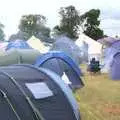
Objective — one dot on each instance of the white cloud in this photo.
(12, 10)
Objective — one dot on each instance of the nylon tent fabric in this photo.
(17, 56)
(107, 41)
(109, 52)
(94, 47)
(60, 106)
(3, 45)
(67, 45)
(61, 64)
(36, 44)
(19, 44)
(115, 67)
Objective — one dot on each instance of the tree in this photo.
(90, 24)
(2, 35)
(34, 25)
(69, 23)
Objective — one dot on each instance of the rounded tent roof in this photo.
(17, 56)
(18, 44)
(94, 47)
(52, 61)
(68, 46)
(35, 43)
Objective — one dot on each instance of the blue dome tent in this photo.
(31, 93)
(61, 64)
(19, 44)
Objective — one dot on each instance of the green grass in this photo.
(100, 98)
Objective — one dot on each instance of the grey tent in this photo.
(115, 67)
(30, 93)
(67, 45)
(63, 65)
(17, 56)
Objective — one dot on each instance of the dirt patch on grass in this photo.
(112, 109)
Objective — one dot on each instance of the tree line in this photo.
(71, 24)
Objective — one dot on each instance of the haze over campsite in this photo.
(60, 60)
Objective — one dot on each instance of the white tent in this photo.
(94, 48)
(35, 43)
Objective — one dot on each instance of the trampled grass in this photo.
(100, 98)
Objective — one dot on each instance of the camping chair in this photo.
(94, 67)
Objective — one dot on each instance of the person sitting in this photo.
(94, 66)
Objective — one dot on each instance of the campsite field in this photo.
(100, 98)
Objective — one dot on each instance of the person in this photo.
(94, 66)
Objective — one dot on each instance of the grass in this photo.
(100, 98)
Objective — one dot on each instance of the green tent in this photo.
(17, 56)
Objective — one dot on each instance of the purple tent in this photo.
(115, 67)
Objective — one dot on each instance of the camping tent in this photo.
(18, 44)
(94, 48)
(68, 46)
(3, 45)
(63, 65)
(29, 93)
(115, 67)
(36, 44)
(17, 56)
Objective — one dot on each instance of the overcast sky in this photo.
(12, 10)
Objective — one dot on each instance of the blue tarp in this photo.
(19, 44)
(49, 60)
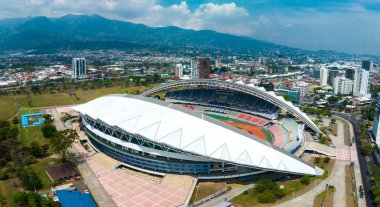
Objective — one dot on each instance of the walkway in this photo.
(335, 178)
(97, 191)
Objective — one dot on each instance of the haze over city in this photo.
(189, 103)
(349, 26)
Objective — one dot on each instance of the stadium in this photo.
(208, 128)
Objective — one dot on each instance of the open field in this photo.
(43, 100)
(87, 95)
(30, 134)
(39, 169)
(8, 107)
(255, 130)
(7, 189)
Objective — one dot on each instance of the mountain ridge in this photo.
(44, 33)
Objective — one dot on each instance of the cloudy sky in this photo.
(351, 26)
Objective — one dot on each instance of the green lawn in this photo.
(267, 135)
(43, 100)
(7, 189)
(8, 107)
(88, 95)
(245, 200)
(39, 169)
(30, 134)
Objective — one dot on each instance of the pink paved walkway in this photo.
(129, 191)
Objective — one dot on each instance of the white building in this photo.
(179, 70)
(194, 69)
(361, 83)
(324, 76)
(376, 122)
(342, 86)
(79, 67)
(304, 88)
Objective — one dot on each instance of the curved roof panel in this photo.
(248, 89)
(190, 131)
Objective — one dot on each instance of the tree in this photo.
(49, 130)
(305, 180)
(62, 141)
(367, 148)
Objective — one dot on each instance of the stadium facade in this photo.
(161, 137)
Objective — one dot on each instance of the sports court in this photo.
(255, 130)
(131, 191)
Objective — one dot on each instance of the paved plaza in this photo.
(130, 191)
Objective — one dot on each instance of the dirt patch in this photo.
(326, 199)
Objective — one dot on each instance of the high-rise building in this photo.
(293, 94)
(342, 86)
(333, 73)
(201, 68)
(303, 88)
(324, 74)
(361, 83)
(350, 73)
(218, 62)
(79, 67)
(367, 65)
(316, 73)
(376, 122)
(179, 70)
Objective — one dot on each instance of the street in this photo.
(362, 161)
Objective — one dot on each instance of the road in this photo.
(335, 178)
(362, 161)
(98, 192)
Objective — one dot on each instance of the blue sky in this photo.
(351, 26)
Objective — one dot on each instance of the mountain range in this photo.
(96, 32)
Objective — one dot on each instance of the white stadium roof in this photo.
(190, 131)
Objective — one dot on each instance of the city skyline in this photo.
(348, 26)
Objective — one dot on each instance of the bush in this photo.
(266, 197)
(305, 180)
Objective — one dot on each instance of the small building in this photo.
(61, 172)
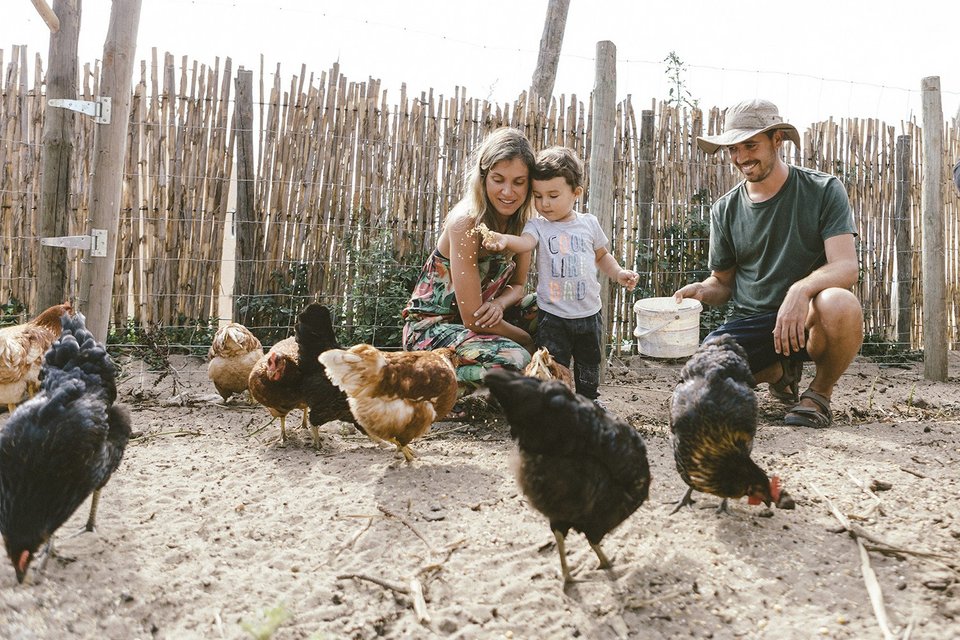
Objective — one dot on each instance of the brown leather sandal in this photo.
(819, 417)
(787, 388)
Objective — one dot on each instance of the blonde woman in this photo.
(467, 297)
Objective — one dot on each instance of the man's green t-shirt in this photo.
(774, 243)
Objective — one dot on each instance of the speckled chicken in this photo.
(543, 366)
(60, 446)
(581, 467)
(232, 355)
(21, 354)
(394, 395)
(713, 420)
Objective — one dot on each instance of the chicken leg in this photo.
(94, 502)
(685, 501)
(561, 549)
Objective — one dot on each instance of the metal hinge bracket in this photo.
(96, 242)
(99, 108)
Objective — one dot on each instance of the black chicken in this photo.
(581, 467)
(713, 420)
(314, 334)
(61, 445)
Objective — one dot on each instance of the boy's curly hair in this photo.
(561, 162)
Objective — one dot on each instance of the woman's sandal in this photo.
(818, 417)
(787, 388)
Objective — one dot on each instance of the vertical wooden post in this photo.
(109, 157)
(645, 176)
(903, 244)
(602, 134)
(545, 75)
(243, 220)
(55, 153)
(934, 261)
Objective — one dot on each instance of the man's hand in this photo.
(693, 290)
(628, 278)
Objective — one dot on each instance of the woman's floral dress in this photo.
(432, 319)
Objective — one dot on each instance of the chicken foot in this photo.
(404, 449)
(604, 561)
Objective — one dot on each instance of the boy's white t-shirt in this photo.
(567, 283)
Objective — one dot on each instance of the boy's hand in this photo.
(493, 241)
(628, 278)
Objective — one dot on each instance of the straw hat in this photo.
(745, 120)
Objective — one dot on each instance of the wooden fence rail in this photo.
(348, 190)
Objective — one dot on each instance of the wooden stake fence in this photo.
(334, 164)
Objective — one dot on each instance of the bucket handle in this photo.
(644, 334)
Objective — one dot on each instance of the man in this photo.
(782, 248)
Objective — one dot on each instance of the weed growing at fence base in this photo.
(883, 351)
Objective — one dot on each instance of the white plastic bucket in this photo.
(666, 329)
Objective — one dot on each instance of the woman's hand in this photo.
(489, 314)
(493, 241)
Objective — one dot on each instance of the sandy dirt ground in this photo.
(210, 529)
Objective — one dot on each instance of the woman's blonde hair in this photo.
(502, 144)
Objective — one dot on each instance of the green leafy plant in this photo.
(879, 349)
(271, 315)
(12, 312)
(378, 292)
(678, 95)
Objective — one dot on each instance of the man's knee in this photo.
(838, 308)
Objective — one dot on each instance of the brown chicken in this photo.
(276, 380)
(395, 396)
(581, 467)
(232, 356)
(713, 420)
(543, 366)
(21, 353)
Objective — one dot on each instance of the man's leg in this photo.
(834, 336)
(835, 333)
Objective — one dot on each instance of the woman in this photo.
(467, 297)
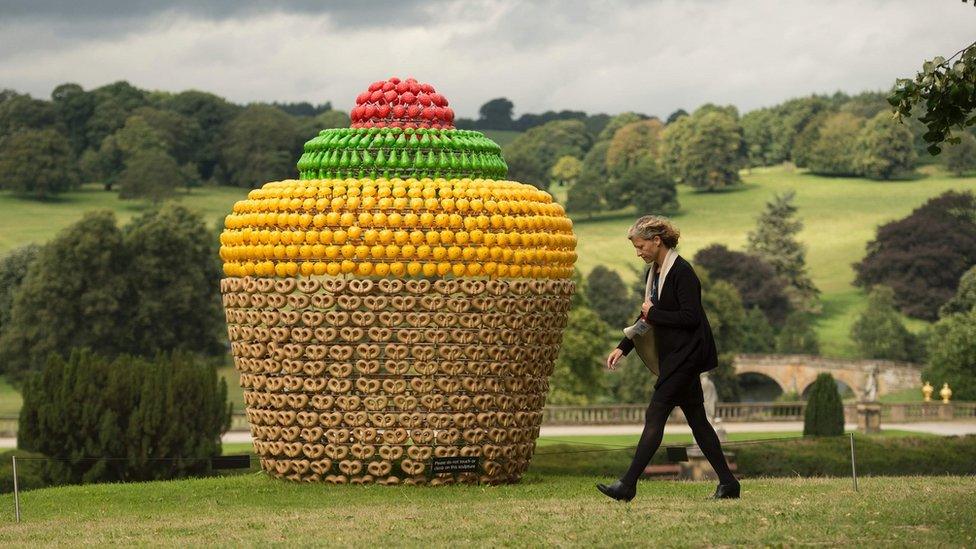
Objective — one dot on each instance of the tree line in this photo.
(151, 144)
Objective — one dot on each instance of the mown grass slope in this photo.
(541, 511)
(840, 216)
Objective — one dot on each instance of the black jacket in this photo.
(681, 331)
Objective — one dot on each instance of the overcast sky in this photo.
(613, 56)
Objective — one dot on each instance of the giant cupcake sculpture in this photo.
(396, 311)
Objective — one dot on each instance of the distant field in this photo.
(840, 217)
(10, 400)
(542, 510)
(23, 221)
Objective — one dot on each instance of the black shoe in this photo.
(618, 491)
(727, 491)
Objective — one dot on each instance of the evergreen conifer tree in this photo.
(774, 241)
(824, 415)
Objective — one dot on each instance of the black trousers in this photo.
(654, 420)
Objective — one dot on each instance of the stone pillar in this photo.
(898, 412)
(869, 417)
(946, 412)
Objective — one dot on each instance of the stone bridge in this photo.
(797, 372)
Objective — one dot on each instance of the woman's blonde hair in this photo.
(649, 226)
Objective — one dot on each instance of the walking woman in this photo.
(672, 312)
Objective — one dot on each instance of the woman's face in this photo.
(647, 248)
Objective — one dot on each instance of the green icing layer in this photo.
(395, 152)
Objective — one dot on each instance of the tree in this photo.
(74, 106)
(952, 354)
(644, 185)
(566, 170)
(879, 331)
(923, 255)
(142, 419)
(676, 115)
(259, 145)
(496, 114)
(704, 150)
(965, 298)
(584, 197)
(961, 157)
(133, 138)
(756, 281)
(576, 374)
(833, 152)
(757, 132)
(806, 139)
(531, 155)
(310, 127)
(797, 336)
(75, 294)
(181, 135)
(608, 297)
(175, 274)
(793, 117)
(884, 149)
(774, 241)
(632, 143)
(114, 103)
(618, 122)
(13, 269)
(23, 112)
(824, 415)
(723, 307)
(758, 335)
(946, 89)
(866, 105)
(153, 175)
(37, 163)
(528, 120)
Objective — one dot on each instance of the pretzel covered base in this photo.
══════
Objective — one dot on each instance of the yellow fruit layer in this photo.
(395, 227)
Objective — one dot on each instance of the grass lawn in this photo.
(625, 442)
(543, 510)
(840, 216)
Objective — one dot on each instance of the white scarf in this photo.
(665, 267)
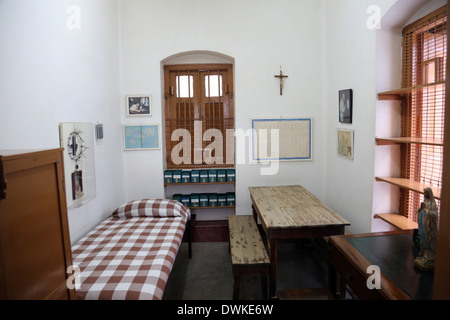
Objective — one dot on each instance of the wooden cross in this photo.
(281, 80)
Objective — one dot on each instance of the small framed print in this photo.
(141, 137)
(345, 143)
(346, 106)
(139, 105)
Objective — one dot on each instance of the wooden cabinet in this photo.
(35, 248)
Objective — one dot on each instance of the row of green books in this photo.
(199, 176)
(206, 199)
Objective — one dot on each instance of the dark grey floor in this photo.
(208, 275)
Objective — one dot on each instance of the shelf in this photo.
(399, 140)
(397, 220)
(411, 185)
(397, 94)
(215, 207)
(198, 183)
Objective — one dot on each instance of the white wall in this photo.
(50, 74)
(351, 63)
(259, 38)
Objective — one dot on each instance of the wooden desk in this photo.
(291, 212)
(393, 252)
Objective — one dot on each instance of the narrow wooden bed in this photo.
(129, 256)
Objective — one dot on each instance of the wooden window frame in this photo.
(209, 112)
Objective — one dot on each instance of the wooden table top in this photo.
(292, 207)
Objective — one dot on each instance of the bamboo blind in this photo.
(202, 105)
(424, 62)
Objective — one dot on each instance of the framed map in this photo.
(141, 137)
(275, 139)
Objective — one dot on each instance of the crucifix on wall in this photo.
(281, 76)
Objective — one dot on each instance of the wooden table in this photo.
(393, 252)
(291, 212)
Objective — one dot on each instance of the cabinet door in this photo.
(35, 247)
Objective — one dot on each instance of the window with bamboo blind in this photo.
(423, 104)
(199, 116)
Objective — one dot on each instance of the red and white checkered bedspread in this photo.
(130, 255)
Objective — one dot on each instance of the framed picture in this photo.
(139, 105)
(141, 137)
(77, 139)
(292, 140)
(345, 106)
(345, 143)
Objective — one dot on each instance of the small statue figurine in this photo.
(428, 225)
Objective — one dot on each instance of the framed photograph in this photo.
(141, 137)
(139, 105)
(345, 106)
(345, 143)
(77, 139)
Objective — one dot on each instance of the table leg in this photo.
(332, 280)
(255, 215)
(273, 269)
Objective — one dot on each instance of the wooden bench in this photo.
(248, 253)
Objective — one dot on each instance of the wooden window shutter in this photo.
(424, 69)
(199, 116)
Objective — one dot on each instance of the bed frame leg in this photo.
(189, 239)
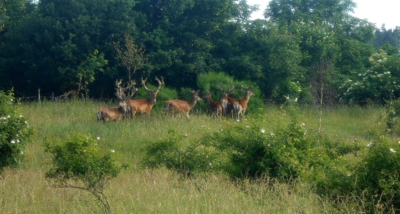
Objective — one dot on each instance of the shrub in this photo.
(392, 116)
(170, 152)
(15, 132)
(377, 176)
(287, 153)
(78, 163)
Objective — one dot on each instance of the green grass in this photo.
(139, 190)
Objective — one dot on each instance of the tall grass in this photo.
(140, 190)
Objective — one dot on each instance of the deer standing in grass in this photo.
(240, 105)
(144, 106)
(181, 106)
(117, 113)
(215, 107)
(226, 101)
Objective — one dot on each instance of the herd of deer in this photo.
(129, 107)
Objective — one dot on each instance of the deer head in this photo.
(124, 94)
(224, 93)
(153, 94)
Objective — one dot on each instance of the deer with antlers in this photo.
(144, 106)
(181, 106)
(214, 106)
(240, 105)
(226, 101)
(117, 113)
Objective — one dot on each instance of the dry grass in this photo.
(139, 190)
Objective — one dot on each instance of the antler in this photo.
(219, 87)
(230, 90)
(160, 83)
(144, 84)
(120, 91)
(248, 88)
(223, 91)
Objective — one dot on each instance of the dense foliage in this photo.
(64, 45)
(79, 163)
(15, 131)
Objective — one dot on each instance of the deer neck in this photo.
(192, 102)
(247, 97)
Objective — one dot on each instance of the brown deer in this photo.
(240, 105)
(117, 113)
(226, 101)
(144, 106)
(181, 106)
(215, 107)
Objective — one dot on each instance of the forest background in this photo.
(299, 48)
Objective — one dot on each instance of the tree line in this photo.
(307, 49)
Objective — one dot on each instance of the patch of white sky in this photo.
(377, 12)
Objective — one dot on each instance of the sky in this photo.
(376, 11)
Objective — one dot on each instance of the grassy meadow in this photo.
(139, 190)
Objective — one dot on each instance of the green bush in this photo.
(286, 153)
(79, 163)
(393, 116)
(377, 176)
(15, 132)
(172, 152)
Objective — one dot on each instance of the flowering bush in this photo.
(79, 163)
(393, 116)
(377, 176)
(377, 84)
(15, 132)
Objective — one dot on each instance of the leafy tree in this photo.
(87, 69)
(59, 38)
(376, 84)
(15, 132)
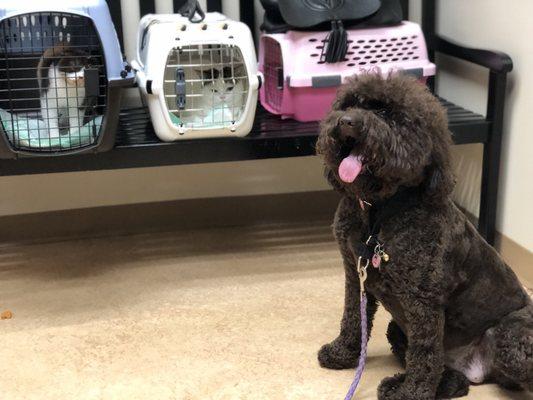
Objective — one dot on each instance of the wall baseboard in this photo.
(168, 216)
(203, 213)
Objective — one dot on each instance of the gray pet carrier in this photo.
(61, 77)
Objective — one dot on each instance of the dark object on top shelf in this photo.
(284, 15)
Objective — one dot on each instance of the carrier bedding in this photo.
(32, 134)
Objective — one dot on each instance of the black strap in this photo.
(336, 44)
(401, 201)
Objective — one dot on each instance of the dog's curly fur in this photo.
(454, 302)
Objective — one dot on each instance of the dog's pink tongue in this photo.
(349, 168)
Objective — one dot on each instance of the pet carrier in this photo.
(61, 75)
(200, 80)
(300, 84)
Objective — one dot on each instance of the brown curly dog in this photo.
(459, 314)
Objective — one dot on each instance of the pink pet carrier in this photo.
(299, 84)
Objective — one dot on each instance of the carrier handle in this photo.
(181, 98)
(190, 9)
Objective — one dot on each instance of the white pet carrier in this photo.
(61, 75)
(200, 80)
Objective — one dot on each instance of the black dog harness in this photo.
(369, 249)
══════
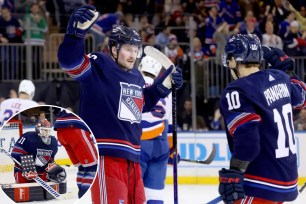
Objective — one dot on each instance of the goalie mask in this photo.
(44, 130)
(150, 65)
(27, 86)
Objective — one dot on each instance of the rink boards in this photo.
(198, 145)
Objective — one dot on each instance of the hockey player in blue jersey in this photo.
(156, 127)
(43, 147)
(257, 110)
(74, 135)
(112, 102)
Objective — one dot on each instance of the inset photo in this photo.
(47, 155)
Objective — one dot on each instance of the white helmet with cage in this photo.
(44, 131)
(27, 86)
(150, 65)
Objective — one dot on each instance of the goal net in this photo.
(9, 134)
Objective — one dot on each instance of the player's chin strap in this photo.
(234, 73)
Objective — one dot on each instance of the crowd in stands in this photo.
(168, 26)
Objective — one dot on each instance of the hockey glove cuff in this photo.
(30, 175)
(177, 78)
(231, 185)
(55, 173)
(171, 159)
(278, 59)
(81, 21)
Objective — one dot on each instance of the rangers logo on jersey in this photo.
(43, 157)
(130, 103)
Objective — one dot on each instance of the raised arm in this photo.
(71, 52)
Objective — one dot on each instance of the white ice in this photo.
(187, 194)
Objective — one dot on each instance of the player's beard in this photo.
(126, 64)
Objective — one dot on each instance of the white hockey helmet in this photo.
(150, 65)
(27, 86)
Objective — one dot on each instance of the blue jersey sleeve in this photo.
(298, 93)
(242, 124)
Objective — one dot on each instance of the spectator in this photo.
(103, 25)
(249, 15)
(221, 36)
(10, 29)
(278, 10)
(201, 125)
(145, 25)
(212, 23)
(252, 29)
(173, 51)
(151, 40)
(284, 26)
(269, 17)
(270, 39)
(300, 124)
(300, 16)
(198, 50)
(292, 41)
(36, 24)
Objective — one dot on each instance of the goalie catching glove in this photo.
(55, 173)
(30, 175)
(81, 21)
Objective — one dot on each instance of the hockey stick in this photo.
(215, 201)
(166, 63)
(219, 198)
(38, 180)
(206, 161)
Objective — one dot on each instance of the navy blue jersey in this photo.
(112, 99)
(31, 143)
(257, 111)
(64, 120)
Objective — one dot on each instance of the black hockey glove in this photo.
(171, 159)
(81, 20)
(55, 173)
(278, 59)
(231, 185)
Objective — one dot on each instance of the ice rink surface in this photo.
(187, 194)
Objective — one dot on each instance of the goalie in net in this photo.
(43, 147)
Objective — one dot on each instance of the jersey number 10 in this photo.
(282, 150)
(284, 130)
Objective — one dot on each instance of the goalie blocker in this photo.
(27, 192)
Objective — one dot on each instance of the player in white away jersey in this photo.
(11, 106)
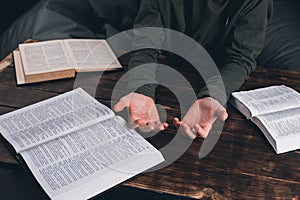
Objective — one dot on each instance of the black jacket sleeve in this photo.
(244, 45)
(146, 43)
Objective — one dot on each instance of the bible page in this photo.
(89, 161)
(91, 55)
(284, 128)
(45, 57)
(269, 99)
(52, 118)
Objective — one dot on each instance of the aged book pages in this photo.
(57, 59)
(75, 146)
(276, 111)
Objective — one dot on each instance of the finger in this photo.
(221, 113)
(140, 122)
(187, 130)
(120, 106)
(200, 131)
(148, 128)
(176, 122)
══════
# Problem requirements
Please copy the lines above from the line with "jacket in this photo." up to and including the line with "Objective — one dot on each instance of the pretzel", exactly as written and with nothing else.

# Reply
Objective — one dot on each instance of the black jacket in this photo.
(681, 331)
Objective — one dot on each instance of the overcast sky in this photo.
(613, 56)
Objective — one dot on each instance of the giant cupcake sculpture in this photo.
(396, 311)
Objective — one dot on each instance of the distant field in this photo.
(840, 217)
(10, 400)
(542, 510)
(23, 221)
Objective — one dot on each instance of the black shoe in this photo.
(618, 491)
(727, 491)
Objective — one dot on each instance of the evergreen conifer tree in this photo.
(774, 241)
(824, 415)
Objective — one dot on each instance of the black trousers in this photo.
(654, 420)
Objective — one dot on each instance of the stone pillar in this photo.
(898, 412)
(869, 417)
(946, 412)
Objective — one dot on each instance of the stone bridge in this photo.
(797, 372)
Objective — one dot on each instance of the woman's blonde hair in this photo.
(649, 226)
Objective — one dot on each instance of the walking woman in this photo.
(672, 312)
Objective — one dot on each instance of the woman's face in this photo.
(647, 248)
Objective — one dot on each instance of the green icing layer in this photo.
(395, 152)
Objective — one dot on each instance of the tree in this photo.
(74, 106)
(952, 354)
(644, 185)
(566, 170)
(879, 331)
(923, 255)
(142, 419)
(676, 115)
(259, 145)
(496, 114)
(704, 150)
(965, 298)
(584, 197)
(961, 157)
(133, 138)
(756, 281)
(576, 374)
(833, 152)
(757, 132)
(806, 139)
(531, 155)
(310, 127)
(797, 336)
(75, 294)
(181, 135)
(608, 297)
(175, 274)
(793, 117)
(884, 149)
(774, 241)
(632, 143)
(114, 103)
(618, 122)
(13, 269)
(23, 112)
(824, 415)
(723, 307)
(758, 335)
(946, 89)
(866, 105)
(153, 175)
(37, 163)
(528, 120)
Objective — one dot on each instance of the pretzel covered base in this photo.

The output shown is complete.